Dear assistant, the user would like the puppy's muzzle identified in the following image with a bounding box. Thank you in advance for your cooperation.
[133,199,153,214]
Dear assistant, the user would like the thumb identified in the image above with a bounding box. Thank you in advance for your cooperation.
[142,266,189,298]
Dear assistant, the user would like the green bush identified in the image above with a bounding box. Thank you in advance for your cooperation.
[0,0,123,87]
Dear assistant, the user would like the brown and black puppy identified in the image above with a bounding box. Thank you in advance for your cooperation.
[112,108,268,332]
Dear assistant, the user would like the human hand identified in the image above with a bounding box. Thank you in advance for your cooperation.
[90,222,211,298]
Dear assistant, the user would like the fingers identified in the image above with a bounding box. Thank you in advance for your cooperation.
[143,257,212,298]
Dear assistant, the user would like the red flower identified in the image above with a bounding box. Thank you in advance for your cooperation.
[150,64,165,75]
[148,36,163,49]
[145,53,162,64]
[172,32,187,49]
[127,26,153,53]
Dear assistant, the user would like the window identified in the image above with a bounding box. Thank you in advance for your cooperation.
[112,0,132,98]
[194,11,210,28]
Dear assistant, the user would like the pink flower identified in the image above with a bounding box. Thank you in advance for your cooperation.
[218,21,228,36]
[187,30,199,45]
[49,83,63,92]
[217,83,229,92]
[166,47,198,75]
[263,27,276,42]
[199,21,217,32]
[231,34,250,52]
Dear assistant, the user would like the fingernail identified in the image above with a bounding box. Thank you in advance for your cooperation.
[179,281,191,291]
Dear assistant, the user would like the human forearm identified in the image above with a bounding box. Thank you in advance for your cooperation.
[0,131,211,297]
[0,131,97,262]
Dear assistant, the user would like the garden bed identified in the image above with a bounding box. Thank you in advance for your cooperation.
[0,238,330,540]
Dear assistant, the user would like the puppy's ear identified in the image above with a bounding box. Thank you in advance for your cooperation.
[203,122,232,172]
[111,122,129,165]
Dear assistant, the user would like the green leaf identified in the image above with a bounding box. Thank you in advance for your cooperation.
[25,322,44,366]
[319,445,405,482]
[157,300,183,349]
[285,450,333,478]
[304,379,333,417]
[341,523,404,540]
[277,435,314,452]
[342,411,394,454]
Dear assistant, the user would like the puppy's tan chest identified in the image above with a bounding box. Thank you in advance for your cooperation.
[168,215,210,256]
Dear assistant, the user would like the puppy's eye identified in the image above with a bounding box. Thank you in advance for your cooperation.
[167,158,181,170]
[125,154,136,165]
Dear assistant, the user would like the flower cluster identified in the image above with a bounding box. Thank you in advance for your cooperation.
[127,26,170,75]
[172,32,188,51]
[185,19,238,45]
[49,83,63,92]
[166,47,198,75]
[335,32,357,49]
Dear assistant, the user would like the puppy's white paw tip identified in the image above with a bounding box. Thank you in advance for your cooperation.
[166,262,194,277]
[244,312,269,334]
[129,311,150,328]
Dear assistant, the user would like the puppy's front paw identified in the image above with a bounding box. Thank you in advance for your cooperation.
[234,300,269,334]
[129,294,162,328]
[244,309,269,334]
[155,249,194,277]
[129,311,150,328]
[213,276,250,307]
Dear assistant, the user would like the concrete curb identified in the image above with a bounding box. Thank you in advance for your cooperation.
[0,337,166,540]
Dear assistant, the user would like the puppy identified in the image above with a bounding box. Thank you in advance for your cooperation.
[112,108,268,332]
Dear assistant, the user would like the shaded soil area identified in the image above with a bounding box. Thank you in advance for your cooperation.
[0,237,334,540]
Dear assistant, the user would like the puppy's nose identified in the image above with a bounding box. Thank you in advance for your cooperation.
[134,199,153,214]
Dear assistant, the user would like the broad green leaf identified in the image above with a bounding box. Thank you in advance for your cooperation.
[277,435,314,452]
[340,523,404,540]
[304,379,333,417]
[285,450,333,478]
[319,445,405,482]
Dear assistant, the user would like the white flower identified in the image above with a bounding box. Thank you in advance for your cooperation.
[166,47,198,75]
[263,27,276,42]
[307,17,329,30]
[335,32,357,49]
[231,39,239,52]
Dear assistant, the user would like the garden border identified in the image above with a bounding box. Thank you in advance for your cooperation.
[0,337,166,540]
----
■ What you will do: Pull out each line above that contains the word "human", with case counting.

■ The reply:
Dear assistant, the user would like the human hand identified in the image above with a bounding box. Thank you in advance for your cooperation.
Dear assistant, the user would like the human forearm identified in the image above with a bounding box. Thank you in advance for your cooperation.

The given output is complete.